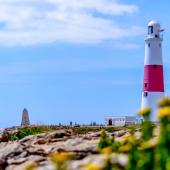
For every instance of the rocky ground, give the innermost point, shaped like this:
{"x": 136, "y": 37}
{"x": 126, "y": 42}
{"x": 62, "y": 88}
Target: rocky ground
{"x": 18, "y": 155}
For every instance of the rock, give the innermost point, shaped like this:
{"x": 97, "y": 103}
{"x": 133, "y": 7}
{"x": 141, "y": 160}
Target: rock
{"x": 59, "y": 134}
{"x": 40, "y": 141}
{"x": 4, "y": 135}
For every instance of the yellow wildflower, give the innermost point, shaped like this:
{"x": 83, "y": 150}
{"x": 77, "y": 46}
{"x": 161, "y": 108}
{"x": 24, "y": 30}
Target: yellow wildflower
{"x": 144, "y": 112}
{"x": 32, "y": 166}
{"x": 126, "y": 148}
{"x": 92, "y": 166}
{"x": 106, "y": 150}
{"x": 164, "y": 112}
{"x": 164, "y": 102}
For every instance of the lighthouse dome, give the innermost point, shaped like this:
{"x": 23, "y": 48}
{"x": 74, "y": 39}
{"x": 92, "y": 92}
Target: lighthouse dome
{"x": 153, "y": 28}
{"x": 153, "y": 23}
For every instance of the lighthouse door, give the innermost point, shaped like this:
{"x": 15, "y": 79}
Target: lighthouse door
{"x": 110, "y": 122}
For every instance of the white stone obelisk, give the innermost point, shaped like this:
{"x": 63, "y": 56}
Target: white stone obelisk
{"x": 25, "y": 118}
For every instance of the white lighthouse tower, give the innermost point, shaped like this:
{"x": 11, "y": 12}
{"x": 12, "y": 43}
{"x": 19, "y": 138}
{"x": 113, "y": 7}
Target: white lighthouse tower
{"x": 153, "y": 83}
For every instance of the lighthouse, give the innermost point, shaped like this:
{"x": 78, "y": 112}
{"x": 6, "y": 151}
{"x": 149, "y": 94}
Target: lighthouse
{"x": 153, "y": 83}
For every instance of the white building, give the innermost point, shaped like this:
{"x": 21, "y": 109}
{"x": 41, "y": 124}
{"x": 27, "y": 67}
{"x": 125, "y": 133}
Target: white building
{"x": 121, "y": 121}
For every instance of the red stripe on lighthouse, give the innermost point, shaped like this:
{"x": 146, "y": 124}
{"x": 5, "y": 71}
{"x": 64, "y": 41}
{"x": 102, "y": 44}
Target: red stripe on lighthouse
{"x": 153, "y": 78}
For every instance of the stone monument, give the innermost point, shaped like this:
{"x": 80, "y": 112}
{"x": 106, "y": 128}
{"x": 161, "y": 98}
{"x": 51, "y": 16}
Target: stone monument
{"x": 25, "y": 118}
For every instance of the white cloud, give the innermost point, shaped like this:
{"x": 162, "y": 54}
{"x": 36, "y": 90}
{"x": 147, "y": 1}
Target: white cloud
{"x": 31, "y": 22}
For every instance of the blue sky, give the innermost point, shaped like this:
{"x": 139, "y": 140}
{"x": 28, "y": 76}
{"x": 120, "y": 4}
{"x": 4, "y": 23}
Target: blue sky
{"x": 75, "y": 60}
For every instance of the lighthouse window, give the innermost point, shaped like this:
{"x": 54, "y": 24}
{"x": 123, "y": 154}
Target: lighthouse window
{"x": 150, "y": 30}
{"x": 154, "y": 66}
{"x": 145, "y": 94}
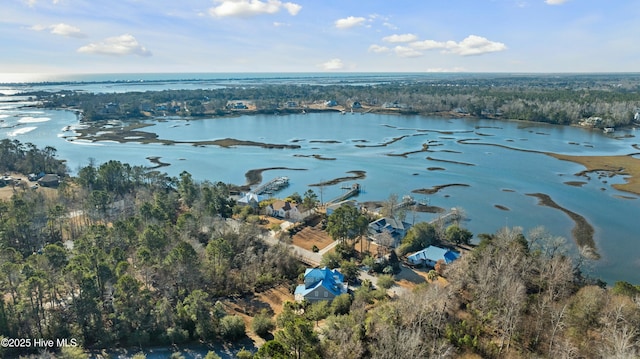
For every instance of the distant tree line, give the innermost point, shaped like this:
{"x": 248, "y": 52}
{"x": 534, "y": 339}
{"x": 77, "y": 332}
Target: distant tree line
{"x": 128, "y": 257}
{"x": 563, "y": 99}
{"x": 27, "y": 158}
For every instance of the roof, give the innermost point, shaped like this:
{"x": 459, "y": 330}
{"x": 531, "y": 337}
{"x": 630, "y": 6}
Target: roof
{"x": 434, "y": 254}
{"x": 250, "y": 197}
{"x": 280, "y": 204}
{"x": 330, "y": 279}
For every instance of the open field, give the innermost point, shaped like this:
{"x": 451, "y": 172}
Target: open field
{"x": 310, "y": 236}
{"x": 7, "y": 191}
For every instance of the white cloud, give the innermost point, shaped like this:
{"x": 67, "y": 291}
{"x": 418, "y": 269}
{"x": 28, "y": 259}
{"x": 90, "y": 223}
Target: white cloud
{"x": 405, "y": 51}
{"x": 378, "y": 49}
{"x": 292, "y": 8}
{"x": 38, "y": 28}
{"x": 66, "y": 30}
{"x": 333, "y": 64}
{"x": 32, "y": 3}
{"x": 400, "y": 38}
{"x": 349, "y": 22}
{"x": 475, "y": 45}
{"x": 429, "y": 45}
{"x": 471, "y": 45}
{"x": 60, "y": 29}
{"x": 116, "y": 46}
{"x": 390, "y": 26}
{"x": 245, "y": 8}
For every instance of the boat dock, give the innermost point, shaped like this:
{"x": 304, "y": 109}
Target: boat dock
{"x": 274, "y": 185}
{"x": 447, "y": 218}
{"x": 355, "y": 189}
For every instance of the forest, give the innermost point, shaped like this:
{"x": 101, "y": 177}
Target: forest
{"x": 124, "y": 256}
{"x": 557, "y": 99}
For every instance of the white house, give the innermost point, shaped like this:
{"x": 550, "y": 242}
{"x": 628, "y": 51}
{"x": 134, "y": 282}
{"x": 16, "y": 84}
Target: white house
{"x": 282, "y": 209}
{"x": 348, "y": 202}
{"x": 320, "y": 284}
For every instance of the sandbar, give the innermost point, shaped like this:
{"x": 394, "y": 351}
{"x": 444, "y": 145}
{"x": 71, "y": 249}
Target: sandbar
{"x": 582, "y": 232}
{"x": 626, "y": 165}
{"x": 435, "y": 189}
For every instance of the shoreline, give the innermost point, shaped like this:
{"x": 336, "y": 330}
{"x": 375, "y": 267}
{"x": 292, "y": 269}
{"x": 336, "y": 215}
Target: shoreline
{"x": 582, "y": 231}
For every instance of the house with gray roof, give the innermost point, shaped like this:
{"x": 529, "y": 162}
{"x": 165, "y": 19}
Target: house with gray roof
{"x": 387, "y": 226}
{"x": 320, "y": 284}
{"x": 431, "y": 255}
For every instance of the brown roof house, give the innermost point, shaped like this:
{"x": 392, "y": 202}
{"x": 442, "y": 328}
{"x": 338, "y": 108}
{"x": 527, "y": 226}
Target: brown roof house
{"x": 49, "y": 180}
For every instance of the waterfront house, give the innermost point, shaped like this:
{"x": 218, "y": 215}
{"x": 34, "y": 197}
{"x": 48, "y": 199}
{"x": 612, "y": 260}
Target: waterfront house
{"x": 431, "y": 255}
{"x": 385, "y": 227}
{"x": 283, "y": 209}
{"x": 250, "y": 199}
{"x": 320, "y": 284}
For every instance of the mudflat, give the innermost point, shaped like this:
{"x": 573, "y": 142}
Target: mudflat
{"x": 625, "y": 165}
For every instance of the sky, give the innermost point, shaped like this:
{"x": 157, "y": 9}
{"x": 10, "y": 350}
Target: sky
{"x": 134, "y": 36}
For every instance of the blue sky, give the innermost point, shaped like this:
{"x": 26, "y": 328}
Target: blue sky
{"x": 119, "y": 36}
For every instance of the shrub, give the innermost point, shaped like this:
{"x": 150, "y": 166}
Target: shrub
{"x": 385, "y": 281}
{"x": 232, "y": 327}
{"x": 262, "y": 323}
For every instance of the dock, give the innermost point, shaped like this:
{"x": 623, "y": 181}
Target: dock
{"x": 355, "y": 189}
{"x": 273, "y": 185}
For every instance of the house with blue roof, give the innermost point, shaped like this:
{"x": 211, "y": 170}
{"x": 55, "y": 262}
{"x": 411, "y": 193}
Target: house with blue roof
{"x": 320, "y": 284}
{"x": 431, "y": 255}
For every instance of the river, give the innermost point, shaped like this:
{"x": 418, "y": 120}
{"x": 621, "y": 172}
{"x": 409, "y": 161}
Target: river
{"x": 387, "y": 147}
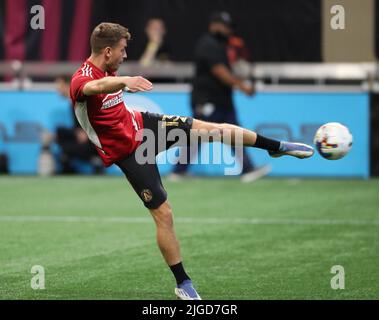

TASK> State how many lines of the material above contain the string "open". Give only the number.

ANSWER IN FULL> 2